#### What to do
Rewrite the material that follows with every occurrence of "Query" swapped for "Target", keeping all other text identical.

#### Data to process
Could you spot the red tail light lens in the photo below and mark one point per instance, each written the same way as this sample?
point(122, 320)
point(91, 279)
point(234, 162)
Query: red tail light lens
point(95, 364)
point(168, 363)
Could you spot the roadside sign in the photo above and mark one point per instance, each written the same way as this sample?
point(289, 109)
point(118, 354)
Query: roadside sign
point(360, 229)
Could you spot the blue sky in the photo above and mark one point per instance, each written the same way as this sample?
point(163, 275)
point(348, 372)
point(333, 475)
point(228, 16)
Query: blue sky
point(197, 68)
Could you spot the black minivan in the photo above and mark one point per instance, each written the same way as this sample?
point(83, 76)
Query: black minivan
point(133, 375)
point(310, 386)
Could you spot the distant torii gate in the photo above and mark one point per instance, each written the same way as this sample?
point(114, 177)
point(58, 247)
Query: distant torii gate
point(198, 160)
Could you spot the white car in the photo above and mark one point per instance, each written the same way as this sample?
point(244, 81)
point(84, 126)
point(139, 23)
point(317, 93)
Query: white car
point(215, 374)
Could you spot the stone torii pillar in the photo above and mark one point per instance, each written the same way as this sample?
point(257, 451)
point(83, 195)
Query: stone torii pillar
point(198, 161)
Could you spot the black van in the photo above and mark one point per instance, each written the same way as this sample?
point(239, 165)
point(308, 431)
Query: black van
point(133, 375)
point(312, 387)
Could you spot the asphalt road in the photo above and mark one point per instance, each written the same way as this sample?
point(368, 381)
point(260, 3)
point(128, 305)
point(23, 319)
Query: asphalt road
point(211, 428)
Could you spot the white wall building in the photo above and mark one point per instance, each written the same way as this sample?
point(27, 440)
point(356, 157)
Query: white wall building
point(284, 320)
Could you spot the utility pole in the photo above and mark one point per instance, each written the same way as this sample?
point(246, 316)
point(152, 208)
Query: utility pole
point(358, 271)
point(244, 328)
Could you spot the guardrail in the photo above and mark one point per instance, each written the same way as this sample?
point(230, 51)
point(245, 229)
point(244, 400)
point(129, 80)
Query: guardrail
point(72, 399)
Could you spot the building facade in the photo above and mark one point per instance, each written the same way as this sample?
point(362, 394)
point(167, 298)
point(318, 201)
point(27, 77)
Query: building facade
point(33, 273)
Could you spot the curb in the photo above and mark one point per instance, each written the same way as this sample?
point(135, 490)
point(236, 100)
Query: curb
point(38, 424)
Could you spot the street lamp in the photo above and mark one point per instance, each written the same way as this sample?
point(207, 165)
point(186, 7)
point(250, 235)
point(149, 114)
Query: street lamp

#### Expected answer
Could you spot the red tail light lens in the photo below and mark one point per instance, each written the same way as this sample?
point(122, 320)
point(91, 279)
point(234, 162)
Target: red tail light lens
point(95, 364)
point(168, 363)
Could you spot the roadside sign in the photo above and mark one point per instance, each written the same way as this sample?
point(289, 109)
point(118, 354)
Target: roadside sign
point(360, 229)
Could you spot the blue sky in the photo above and mark one point per instance, each written the same way as this sample?
point(163, 275)
point(348, 372)
point(333, 475)
point(228, 16)
Target: blue sky
point(197, 68)
Could you spot the black minivan in the photo above and mark one point per instance, each written the same way as this sample?
point(83, 76)
Target: black minivan
point(133, 375)
point(310, 386)
Could you spot the distant torii gate in the photo above and mark one point per instance, each written the same way as this sample?
point(114, 177)
point(58, 247)
Target: distant torii gate
point(198, 160)
Could you spot the white car in the photo above and mark one point per instance, each written the same way as this sample?
point(244, 81)
point(84, 126)
point(139, 23)
point(317, 93)
Target: white car
point(215, 374)
Could you spot the stone torii pillar in the photo above and mark one point per instance, each written the same way as this sample?
point(257, 451)
point(83, 195)
Target: stone torii pillar
point(198, 161)
Could you spot the black van in the photo above and mark one point per instance, each written the same way as this sample?
point(239, 165)
point(308, 431)
Target: black van
point(133, 375)
point(312, 387)
Could you spot the asphalt road in the photo above and mark one point per instance, each written the same way as this sample?
point(368, 381)
point(260, 3)
point(128, 305)
point(23, 319)
Target: asphalt road
point(211, 428)
Could you spot the white wall building in the photo above and mark one point per instance, each written the same way as this sample?
point(27, 440)
point(356, 157)
Target: white wall building
point(284, 320)
Could you spot the utility pole in the photo above and mark one point per instance, each written the same way as this sample?
point(246, 316)
point(152, 208)
Target: utility pole
point(358, 271)
point(244, 328)
Could you spot the guardrail in the photo above and mark one point per instance, each written the same way as this sample?
point(230, 51)
point(245, 229)
point(244, 400)
point(129, 80)
Target: guardrail
point(72, 399)
Could you spot the building facade in the photo above and mark one point per instance, each written the same way as this sample?
point(362, 394)
point(167, 298)
point(318, 201)
point(27, 77)
Target: building facade
point(33, 273)
Could you spot the curb in the photo above and mark one point per instance, each written the same way as this sample?
point(135, 490)
point(236, 100)
Target: curb
point(38, 424)
Could you spot the street lamp in the photo above and mark one point per instance, each written the same way as this sample?
point(207, 165)
point(186, 7)
point(250, 235)
point(149, 114)
Target: street lamp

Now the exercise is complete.